--- START ---

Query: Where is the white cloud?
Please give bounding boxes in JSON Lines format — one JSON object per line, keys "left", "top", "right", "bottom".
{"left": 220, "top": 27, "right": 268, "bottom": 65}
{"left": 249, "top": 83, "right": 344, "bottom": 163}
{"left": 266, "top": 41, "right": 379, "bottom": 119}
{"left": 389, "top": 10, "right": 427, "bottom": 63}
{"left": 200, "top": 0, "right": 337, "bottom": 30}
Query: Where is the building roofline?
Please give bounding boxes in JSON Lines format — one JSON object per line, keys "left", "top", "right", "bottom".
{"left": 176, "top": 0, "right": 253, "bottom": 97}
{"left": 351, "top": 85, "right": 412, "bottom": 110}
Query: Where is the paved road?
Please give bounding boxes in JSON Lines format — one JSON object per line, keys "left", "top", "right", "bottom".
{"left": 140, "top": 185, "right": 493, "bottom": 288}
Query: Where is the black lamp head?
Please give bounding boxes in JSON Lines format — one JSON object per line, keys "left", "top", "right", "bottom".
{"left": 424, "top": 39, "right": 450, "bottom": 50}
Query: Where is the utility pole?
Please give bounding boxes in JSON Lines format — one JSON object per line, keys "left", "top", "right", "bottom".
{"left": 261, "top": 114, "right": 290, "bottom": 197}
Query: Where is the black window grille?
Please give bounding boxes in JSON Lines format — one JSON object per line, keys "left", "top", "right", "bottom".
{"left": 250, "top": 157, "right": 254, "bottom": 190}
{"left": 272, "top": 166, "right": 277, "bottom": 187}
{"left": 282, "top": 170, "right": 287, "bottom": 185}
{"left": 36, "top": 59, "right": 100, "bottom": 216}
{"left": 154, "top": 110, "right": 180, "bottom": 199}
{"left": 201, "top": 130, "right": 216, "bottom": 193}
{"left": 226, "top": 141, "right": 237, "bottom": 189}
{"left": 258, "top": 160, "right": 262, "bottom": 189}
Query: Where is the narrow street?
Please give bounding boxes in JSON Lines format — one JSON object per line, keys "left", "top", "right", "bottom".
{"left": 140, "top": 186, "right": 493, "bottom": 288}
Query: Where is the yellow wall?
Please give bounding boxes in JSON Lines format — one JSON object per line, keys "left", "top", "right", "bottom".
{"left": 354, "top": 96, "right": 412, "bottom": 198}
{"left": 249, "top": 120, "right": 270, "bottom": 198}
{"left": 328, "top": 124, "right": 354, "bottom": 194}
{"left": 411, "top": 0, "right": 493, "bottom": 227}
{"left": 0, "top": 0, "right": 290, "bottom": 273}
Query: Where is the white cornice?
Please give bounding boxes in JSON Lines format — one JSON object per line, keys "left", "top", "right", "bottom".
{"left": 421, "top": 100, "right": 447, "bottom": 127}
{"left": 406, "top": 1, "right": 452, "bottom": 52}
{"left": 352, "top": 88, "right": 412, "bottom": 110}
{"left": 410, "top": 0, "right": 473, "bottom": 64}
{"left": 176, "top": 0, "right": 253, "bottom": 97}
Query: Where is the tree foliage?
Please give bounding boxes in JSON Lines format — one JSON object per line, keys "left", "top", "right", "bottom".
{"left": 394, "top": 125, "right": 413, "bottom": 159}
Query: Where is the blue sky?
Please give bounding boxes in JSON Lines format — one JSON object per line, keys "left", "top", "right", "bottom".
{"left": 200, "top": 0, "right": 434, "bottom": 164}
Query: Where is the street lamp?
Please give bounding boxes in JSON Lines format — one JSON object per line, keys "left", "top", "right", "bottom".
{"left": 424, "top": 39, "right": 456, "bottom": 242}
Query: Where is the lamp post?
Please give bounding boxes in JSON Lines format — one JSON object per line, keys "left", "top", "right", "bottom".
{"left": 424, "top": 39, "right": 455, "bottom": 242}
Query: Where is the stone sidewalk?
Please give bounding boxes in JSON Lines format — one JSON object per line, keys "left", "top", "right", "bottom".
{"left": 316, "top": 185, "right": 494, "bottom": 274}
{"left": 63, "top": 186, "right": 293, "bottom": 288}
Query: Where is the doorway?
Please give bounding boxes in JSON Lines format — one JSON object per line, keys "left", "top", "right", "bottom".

--- END ---

State how many lines of the data contain the word "white". Nothing besides the number belongs in the reply.

2